┏━━
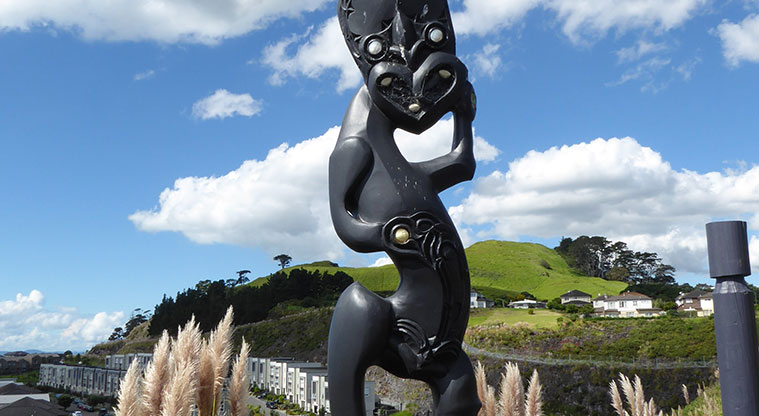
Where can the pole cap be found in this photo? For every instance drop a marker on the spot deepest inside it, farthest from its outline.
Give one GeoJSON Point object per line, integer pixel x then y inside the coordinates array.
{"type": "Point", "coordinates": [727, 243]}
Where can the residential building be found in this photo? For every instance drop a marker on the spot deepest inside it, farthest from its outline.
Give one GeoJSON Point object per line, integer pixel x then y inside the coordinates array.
┗━━
┏━━
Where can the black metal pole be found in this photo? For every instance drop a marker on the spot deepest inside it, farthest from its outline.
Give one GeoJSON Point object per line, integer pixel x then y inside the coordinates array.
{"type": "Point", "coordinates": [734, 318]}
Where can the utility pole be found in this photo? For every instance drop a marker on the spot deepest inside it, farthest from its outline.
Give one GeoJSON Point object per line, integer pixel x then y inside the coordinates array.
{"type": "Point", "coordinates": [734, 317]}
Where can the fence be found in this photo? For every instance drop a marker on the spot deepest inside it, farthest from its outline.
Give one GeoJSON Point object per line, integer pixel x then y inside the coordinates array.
┗━━
◆ Exercise details
Collect every line in the rows above that contains the word "farthest", matching case exactly, and copy each one out.

◆ Correct answer
Where can the pole cap be found in this photo? For every instance drop a marker on the spot deepest inside it, farthest from its outline.
Where can the residential building be found in this photo? For every instance drop a marker on the spot deepest inside it, farthest from its outline.
Where can the black metal pole be found in this photo? For every instance drop a marker on the spot deepest inside it, farthest from its outline.
Where can the utility pole be found in this photo? For every instance drop a marker on the spot deepest inside it, farthest from its outline.
Where can the fence be found in this photo? For every instance drop a marker on the spot deepest inside it, farthest from its outline.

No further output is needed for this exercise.